>> start
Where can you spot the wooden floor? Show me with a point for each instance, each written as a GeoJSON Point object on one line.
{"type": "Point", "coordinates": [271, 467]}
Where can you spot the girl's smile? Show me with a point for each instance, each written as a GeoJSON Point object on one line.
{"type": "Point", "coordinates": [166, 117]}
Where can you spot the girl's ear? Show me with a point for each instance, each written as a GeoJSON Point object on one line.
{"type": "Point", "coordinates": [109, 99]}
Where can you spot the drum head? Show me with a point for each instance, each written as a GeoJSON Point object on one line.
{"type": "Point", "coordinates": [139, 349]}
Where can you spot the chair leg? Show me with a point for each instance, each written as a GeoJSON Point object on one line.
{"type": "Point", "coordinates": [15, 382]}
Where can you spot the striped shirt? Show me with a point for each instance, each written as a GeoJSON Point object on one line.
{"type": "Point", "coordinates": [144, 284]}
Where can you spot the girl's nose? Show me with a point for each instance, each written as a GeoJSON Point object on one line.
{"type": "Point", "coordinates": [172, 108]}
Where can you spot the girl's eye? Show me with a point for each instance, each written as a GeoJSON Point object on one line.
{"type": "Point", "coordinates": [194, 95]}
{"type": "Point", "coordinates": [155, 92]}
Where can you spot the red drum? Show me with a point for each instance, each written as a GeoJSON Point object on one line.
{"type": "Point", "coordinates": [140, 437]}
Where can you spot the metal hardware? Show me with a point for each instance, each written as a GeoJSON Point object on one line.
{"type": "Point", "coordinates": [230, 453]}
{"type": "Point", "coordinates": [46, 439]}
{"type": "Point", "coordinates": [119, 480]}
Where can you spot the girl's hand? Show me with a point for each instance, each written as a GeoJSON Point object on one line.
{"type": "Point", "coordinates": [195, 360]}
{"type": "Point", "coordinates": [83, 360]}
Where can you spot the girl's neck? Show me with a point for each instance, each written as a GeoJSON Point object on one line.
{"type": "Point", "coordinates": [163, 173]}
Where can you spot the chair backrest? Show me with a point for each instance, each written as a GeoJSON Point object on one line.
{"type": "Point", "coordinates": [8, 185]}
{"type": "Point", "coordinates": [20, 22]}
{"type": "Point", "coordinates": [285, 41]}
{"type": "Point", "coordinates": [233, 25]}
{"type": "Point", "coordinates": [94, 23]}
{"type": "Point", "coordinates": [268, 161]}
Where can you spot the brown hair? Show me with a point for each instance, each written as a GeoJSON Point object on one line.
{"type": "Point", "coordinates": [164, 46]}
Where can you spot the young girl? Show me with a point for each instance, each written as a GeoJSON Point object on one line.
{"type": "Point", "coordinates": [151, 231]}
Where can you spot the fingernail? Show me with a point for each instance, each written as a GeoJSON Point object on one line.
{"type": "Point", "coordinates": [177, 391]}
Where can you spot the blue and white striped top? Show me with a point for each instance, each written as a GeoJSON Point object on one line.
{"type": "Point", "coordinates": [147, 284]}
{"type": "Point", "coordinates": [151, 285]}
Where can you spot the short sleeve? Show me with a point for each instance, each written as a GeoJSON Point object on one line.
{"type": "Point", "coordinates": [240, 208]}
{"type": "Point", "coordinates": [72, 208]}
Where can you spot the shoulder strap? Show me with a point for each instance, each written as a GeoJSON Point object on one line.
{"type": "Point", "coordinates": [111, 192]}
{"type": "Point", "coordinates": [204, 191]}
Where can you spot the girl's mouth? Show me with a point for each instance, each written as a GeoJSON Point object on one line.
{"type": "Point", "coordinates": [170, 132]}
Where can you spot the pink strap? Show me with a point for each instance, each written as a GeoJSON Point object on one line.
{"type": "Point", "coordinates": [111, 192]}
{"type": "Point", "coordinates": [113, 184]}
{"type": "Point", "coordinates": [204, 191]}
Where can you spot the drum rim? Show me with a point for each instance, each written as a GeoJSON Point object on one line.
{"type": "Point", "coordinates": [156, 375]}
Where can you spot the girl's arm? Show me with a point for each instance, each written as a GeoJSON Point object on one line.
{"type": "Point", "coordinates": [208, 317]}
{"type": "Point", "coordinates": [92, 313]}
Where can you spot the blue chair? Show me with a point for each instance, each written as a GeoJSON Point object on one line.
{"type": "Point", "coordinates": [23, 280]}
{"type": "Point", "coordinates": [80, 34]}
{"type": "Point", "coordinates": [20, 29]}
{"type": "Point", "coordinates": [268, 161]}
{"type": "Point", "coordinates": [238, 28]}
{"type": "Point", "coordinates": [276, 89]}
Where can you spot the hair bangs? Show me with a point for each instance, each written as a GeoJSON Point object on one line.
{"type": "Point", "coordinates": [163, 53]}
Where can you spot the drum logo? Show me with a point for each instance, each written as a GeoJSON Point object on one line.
>> end
What is being asked
Using the data above, return each line exactly as written.

Exercise solution
Where can you spot the wooden floor? Show me with a point for each instance, each written as a GeoJSON Point object on one line.
{"type": "Point", "coordinates": [271, 467]}
Where can you spot the girl's smile? Show me with a point for each instance, each written as a GeoJSON Point object on one line.
{"type": "Point", "coordinates": [166, 117]}
Where can you spot the girl's ear? Show me with a point for each instance, each written as a GeoJSON Point object on one line.
{"type": "Point", "coordinates": [109, 99]}
Where can you spot the drum head? Show me with a point for each instance, each written as a GeoJSON Point object on one line.
{"type": "Point", "coordinates": [139, 349]}
Where can you spot the chair leg? Show me with a point for each instance, each written as a GeoJSON Point object on one line.
{"type": "Point", "coordinates": [15, 382]}
Where can you spot the striped shirt? Show me with a point for each instance, each written as a GeoJSON Point object on one line.
{"type": "Point", "coordinates": [144, 284]}
Where can you spot the girl's nose? Show me with a point for each instance, each written as a GeoJSON Point object on one line.
{"type": "Point", "coordinates": [172, 108]}
Where can you spot the girl's eye? Show me with a point for each instance, each written as a GeoJSON Point object on one line.
{"type": "Point", "coordinates": [194, 95]}
{"type": "Point", "coordinates": [155, 92]}
Where can you spot the red drum? Show me with a point for each instance, each written as a GeoJSON Point object on one line.
{"type": "Point", "coordinates": [140, 437]}
Where can you spot the metal hardware? Show me with a point for each instance, each written as a GeoJSON Point object on one line.
{"type": "Point", "coordinates": [230, 453]}
{"type": "Point", "coordinates": [46, 439]}
{"type": "Point", "coordinates": [119, 480]}
Where can you spot the girl's hand? Show me with a point for each instance, each written as a GeoJSON Point object on one line.
{"type": "Point", "coordinates": [195, 360]}
{"type": "Point", "coordinates": [83, 360]}
Where can you spot the girl's neck? Show me with a point for each instance, each written as a GeoJSON Point object on one line.
{"type": "Point", "coordinates": [163, 173]}
Where can you spot the chair backrest? Show me with a point for each instance, each written as a GeoJSON Point object on one line.
{"type": "Point", "coordinates": [8, 185]}
{"type": "Point", "coordinates": [20, 22]}
{"type": "Point", "coordinates": [285, 41]}
{"type": "Point", "coordinates": [233, 25]}
{"type": "Point", "coordinates": [94, 23]}
{"type": "Point", "coordinates": [268, 161]}
Where can you spot the brown hair? Show me with a point for each instance, each written as a GeoJSON Point object on one line.
{"type": "Point", "coordinates": [164, 46]}
Where can you spot the young girl? Show me with a point for each instance, each written as a GeoJSON Point object on one line.
{"type": "Point", "coordinates": [151, 231]}
Where can you spot the fingernail? Show me with a point for each instance, each written as a GeoJSON Point object on one line.
{"type": "Point", "coordinates": [177, 391]}
Where can you spot the blue and white striped top? Show me with a point for each instance, each written as a GeoJSON Point object on one line.
{"type": "Point", "coordinates": [147, 284]}
{"type": "Point", "coordinates": [151, 285]}
Where can you spot the short sleeve? Show me with a point for each instance, each written as a GeoJSON Point object on one line.
{"type": "Point", "coordinates": [240, 208]}
{"type": "Point", "coordinates": [72, 208]}
Where can you spot the shoulder strap? Show me with a point for each instance, each written as a GeoJSON Point object on one line.
{"type": "Point", "coordinates": [111, 192]}
{"type": "Point", "coordinates": [204, 191]}
Where can you spot the girl's mouth? Show me with a point for each instance, each written as a GeoJSON Point object on one line.
{"type": "Point", "coordinates": [170, 132]}
Where can you spot the pink strap? Show me with a point for each instance, each written as a GeoJSON Point object on one line.
{"type": "Point", "coordinates": [111, 192]}
{"type": "Point", "coordinates": [113, 184]}
{"type": "Point", "coordinates": [204, 191]}
Where can you spot the drum rim? Show me with a point for each instance, each written as a GeoJSON Point object on one line.
{"type": "Point", "coordinates": [156, 375]}
Where can you spot the girl's arm? Show me with a point for each instance, each written as a GeoJSON Point object on one line.
{"type": "Point", "coordinates": [208, 317]}
{"type": "Point", "coordinates": [92, 313]}
Where can you spot the blue chair? Show me with a point for each instance, each written as a GeoJSON Point object on one line.
{"type": "Point", "coordinates": [23, 280]}
{"type": "Point", "coordinates": [80, 34]}
{"type": "Point", "coordinates": [20, 29]}
{"type": "Point", "coordinates": [268, 161]}
{"type": "Point", "coordinates": [238, 28]}
{"type": "Point", "coordinates": [276, 89]}
Where can you spot the hair bangs? Show me with a point for each instance, each written as a GeoJSON Point object on one line.
{"type": "Point", "coordinates": [163, 53]}
Where can you spot the drum logo? Show me with a point for each instance, each written as a GeoJSON Point object on one line.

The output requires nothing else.